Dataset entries
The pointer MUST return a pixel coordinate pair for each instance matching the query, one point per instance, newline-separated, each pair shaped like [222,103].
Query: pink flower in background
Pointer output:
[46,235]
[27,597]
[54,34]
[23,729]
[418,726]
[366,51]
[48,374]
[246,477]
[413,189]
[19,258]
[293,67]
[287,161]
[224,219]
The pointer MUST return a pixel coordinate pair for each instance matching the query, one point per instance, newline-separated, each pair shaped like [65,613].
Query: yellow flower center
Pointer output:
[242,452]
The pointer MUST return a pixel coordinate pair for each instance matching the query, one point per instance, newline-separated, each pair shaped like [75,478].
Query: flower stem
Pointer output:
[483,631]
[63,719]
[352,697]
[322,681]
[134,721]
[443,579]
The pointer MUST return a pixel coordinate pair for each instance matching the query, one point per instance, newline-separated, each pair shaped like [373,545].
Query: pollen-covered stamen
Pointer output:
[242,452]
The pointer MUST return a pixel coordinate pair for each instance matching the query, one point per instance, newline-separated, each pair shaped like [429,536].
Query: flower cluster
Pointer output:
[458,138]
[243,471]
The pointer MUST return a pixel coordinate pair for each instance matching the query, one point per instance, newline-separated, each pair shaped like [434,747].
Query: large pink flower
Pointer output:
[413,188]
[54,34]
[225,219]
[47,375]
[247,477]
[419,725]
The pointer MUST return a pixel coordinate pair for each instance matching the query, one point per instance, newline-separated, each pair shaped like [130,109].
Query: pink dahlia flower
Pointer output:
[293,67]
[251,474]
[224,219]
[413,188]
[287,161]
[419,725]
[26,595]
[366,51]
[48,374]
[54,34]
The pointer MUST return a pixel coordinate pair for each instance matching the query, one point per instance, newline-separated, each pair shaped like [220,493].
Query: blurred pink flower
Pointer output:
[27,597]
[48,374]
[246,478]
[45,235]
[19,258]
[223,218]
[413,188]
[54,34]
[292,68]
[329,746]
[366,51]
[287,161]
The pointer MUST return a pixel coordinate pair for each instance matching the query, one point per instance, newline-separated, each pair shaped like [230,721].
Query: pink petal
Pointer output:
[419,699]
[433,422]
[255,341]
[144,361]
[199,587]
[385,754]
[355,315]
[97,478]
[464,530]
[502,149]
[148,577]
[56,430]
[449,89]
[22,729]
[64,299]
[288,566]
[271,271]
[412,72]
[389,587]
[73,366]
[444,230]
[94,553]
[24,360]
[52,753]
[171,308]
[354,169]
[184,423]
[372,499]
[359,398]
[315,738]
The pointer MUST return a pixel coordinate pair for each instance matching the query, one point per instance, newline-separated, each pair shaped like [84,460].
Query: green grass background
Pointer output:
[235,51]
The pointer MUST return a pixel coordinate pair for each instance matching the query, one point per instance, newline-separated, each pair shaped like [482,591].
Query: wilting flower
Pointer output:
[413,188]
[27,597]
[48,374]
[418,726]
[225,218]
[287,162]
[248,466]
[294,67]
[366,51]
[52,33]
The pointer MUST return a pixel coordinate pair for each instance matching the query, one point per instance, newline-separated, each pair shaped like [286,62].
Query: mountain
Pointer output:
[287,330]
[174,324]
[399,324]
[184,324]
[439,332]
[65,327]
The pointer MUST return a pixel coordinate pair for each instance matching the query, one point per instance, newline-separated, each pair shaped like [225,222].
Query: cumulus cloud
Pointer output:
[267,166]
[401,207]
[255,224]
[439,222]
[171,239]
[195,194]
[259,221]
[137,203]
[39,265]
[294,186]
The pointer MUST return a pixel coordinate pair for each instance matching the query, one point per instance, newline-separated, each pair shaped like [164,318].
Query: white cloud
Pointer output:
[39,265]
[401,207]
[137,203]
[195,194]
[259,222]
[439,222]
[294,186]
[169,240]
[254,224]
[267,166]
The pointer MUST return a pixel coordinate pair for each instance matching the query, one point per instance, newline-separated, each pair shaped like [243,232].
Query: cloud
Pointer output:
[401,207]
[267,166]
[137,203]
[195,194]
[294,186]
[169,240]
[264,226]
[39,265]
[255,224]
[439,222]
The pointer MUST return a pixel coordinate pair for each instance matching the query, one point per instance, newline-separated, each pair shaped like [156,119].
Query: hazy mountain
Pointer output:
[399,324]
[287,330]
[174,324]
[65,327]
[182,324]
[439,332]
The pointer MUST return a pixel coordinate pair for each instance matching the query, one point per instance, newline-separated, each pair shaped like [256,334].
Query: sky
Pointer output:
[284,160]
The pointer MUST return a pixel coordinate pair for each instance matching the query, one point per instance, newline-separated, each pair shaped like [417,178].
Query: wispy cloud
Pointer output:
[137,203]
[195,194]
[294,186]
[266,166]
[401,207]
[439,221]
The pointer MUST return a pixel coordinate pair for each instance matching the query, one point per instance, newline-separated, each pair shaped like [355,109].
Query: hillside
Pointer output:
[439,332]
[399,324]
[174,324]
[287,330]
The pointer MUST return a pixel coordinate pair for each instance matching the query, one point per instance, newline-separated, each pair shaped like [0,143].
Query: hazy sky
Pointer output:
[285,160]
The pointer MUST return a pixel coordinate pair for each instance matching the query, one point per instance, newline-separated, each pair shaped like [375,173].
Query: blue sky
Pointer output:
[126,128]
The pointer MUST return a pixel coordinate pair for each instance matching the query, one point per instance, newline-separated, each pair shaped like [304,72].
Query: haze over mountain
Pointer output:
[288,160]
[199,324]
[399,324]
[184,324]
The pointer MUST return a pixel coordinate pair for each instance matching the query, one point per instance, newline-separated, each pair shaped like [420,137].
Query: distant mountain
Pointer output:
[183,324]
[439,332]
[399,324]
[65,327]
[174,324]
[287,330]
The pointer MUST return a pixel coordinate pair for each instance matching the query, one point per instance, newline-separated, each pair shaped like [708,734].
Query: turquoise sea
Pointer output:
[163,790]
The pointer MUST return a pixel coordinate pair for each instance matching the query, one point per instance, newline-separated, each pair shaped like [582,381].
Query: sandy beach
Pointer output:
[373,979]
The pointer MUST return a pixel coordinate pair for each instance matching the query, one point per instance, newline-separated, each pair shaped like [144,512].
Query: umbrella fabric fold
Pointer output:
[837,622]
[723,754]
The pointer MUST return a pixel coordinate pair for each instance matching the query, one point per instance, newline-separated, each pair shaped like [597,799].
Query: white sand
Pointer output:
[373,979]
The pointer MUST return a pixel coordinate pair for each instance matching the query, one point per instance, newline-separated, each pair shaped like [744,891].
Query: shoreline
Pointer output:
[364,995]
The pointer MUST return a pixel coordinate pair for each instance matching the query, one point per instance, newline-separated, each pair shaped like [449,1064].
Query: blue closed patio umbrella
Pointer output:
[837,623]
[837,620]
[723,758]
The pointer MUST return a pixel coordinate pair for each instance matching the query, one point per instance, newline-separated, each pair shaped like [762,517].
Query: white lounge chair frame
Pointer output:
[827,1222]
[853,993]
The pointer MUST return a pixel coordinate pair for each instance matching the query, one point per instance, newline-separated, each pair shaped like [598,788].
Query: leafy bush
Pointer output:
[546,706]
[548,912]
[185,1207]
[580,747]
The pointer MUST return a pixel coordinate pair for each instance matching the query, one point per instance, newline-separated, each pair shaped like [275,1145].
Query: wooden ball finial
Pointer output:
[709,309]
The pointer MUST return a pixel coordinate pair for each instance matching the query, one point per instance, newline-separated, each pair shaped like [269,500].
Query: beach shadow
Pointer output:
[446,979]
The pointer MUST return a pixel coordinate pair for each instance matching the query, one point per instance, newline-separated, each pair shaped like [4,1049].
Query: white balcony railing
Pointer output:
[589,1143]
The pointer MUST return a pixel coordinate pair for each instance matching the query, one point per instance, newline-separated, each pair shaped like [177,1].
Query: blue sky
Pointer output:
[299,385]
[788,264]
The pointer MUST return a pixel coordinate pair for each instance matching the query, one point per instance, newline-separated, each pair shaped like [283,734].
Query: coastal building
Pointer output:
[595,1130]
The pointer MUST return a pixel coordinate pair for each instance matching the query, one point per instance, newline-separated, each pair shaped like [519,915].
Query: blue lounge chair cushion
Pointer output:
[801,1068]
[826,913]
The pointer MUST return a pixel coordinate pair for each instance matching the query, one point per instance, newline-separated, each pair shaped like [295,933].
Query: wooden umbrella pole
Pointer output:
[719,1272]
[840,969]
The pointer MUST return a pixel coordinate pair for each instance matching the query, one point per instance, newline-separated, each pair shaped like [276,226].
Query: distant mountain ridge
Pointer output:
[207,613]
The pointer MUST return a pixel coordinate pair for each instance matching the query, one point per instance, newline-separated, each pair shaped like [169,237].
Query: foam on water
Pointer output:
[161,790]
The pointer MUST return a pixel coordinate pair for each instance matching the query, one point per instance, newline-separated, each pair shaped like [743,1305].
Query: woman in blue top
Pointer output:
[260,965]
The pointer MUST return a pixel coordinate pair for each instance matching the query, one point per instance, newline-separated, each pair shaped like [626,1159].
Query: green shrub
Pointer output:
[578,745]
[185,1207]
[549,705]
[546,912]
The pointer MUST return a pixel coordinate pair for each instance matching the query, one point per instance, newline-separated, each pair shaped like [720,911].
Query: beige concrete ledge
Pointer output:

● **Goal of the exercise**
Return only those lines that run from the one containing "shaped like [519,915]." through the end of the entries, keeping each exactly as written.

● **Your solution**
The pointer MUST return a pixel coordinate pair for each instance matching the query, one point per instance, newline-separated, each pair shaped like [519,915].
Query: blue lounge chair cushion
Pointer output:
[801,1068]
[826,913]
The pointer MUST return a pixel coordinate pair for each instance matching the query, one point per instance, newline-separated, each pair shaped like [295,933].
Query: wooden umbrella pole
Pointer output:
[719,1272]
[840,969]
The pointer MUST return a pixel coordinate pair for each instance matching the query, one point per instance, newline-separated, each pair shaped like [276,226].
Query: distant mountain ridge
Pointer output:
[207,613]
The pointer MUST return a pixel coordinate pair for each instance matching the query, one point per instance, newline-separated, each pair shaped like [169,237].
Query: foam on water
Pointer output:
[161,790]
The pointer MUST return a pixel coordinate pair for each instance matching the query, one point per instance, newline-separated, each pair shaped like [743,1305].
Query: woman in blue top
Pointer output:
[260,965]
The pointer MUST return a pixel coordinate pair for each instance matching the query, one point per instance, newline-separated, each pair shaped like [626,1159].
Query: green shrub
Pointer output:
[578,745]
[185,1207]
[549,705]
[546,912]
The pointer MUST return a pixel coordinate pair for each instance matching the query, one point per instance, newline-separated, each pair shaped like [720,911].
Query: beige concrete ledge
Pointer output:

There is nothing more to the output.